(Data records)

— Begin —

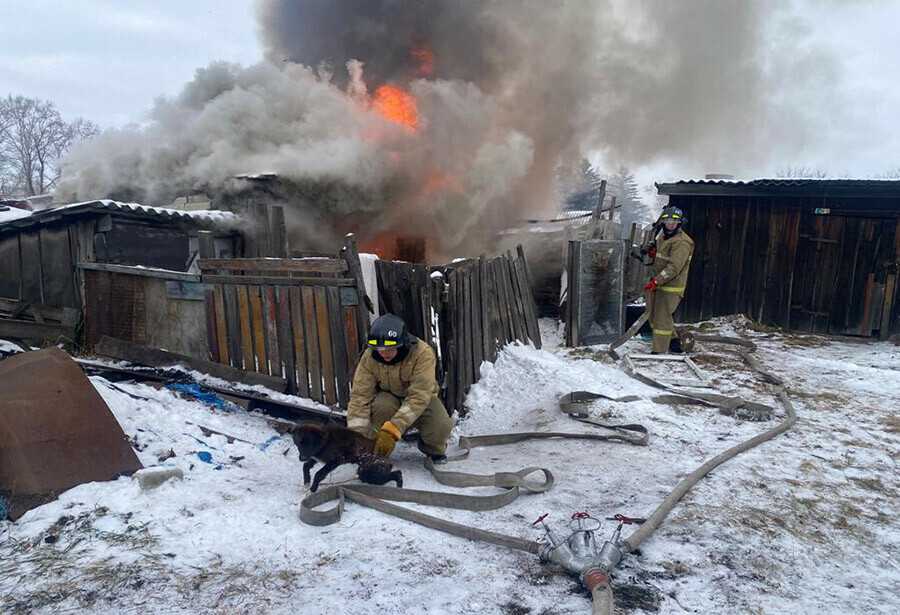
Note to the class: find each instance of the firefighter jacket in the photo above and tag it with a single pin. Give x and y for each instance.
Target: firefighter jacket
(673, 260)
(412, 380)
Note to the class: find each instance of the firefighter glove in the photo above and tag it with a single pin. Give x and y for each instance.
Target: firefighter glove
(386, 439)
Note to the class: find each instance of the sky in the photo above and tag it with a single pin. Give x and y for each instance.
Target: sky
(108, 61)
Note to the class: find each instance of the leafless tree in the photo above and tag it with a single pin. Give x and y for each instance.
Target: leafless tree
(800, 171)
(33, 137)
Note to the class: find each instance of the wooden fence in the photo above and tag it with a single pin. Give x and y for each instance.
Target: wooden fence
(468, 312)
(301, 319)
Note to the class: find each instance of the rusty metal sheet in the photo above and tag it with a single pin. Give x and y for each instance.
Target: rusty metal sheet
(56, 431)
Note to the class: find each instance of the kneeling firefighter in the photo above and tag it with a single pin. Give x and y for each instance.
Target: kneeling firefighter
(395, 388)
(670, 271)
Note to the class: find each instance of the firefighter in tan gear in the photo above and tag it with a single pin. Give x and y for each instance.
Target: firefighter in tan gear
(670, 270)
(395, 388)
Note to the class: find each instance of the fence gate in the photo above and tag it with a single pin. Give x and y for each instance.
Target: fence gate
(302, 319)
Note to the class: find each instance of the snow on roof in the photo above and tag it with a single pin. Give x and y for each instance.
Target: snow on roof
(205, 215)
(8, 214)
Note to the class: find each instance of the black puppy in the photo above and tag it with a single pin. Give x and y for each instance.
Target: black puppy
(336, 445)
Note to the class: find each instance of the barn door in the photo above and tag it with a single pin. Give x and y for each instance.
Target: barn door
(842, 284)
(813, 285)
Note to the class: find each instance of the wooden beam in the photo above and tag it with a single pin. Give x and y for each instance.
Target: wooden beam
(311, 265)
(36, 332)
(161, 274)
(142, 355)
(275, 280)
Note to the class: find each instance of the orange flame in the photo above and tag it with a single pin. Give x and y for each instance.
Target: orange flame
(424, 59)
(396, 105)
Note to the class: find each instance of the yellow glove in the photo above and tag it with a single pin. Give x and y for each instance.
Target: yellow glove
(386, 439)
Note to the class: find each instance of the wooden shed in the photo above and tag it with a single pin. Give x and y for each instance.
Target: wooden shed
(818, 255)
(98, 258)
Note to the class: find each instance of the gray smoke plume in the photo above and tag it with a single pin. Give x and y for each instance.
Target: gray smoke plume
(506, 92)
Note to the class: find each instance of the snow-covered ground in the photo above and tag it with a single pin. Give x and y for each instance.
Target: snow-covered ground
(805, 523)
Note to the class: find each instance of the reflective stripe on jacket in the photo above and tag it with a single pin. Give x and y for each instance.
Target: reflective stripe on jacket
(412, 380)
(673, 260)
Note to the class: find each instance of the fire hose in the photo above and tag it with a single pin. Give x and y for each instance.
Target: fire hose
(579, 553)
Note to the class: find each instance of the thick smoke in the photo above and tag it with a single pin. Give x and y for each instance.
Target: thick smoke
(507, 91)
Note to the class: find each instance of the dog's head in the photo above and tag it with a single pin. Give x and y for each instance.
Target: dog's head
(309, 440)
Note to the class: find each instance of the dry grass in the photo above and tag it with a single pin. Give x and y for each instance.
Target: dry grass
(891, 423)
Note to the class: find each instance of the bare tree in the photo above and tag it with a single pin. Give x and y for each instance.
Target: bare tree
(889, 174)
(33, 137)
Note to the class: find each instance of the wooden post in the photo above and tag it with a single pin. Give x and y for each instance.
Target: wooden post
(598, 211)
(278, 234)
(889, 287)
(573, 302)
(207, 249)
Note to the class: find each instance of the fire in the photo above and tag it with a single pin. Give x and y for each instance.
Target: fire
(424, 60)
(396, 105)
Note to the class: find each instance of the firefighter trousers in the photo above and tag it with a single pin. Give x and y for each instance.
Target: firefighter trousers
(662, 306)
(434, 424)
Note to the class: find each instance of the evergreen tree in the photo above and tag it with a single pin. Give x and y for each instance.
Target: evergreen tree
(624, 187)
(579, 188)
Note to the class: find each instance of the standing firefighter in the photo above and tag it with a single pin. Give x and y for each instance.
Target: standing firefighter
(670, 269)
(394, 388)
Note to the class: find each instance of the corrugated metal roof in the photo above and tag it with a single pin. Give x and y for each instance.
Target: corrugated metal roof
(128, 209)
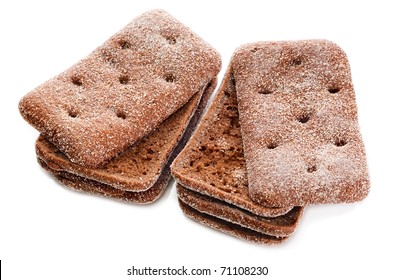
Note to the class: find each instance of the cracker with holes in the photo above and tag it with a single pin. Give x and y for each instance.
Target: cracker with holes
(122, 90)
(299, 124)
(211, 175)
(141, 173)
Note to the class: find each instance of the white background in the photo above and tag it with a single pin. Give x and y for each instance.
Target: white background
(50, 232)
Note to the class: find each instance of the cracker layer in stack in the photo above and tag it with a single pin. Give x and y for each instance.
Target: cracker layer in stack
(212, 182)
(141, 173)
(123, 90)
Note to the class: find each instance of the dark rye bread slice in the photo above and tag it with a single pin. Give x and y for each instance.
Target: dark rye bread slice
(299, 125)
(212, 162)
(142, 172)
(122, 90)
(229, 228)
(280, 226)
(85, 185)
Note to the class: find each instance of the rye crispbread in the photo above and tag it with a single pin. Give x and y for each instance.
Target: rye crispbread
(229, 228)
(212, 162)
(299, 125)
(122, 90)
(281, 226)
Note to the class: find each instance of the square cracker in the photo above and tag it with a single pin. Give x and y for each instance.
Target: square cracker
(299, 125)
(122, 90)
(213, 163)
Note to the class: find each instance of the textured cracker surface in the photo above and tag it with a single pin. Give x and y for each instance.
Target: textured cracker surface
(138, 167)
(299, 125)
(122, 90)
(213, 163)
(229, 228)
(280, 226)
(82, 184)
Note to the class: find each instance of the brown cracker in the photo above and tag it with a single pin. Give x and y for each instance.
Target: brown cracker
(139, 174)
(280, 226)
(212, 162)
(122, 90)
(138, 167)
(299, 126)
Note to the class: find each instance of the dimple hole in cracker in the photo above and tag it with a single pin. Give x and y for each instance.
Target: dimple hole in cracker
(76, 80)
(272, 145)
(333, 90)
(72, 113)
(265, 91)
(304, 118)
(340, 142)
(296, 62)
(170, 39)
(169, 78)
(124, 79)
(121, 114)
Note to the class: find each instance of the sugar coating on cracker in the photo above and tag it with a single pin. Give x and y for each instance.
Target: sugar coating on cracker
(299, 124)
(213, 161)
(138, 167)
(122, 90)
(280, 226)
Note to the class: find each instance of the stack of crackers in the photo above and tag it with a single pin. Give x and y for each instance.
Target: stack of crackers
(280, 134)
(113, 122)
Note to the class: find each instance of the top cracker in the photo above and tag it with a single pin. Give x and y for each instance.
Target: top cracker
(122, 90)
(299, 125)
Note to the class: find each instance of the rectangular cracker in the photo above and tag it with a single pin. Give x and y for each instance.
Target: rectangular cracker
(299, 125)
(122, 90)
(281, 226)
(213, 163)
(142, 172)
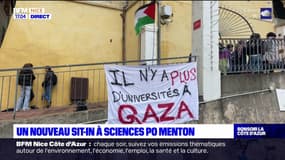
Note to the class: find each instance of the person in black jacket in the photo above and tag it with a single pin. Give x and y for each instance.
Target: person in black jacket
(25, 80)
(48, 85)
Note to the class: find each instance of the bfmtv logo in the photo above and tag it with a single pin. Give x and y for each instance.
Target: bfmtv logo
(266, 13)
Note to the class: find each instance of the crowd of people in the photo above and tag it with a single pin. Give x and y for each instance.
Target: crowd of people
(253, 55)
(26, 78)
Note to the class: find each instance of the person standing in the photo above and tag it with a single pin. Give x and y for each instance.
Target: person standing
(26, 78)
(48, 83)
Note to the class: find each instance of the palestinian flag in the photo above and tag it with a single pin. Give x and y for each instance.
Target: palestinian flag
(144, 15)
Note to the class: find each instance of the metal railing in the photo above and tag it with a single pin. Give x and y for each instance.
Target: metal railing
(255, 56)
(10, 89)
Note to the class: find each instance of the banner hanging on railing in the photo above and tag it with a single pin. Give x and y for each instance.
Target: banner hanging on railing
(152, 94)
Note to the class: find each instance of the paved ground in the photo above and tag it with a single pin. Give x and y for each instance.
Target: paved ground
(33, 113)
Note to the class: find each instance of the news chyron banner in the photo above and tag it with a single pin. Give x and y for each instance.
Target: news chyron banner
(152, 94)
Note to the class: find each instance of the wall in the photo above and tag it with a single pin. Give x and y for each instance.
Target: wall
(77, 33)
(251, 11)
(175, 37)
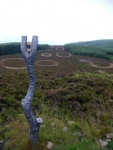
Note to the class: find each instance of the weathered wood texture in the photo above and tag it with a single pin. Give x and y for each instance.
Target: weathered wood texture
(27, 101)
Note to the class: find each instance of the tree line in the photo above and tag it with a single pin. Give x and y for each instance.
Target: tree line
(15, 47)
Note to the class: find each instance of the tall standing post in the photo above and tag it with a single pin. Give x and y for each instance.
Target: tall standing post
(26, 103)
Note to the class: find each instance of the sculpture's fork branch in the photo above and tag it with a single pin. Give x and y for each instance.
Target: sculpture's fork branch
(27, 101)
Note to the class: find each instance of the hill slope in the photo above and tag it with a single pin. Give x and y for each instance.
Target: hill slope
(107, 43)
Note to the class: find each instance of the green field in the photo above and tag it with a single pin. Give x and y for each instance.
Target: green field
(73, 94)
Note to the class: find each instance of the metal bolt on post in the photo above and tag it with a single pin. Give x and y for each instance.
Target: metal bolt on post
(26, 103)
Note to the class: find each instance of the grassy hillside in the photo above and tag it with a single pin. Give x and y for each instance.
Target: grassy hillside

— End —

Task brief: Print each line from the one containing "Note to the class: find each instance of the news" through the last line of the listing, both included, exactly and with no pictures.

Answer to this problem:
Note to the class: find each instance of the news chyron banner in the photo above and tag it with a single pin. Give x and y for each instance.
Target: news chyron banner
(152, 94)
Note to the class: find each instance of the wall in the photo above and tag it with a single pin. Give x and y for each instance.
Target: wall
(77, 33)
(251, 11)
(175, 37)
Note to the class: find each instance of the weathered wood texture in the photo above and tag it with a single pin. Give x and y for each instance.
Target: weathered wood texture
(27, 101)
Note to the class: find each instance of the tree line in the photo above and tag it with a single pin. Give x and y for each instance.
Target: tree line
(15, 47)
Note to the class: find each instance of the tall standing post in the photo above and tag it with a single pin. Give x and y for each instance.
Target: tall standing post
(26, 103)
Note to the class: find each instance of the sculpture's fork branch in the photo above and tag it with a single pin. Give x and y for each instance.
Target: sculpture's fork branch
(27, 101)
Note to the class: find each instance of the hill slope in the photo above and tag it with a single pin. Give x and y for each instance.
Target: hill slope
(107, 43)
Note to the class: find each instance of the green field in the photo above and tag it with a single pin. Give x and y for each instance.
Target: green field
(73, 94)
Note to the class: find each instance of the metal bolt on post in the photo above and tag it with a single pin. Give x and y for each instance.
Target: metal bolt on post
(26, 103)
Note to the class: find each instance of the grassy hillside in the photo above and tag it with a single pin. Give x and y for each instance.
Target: grassy hillside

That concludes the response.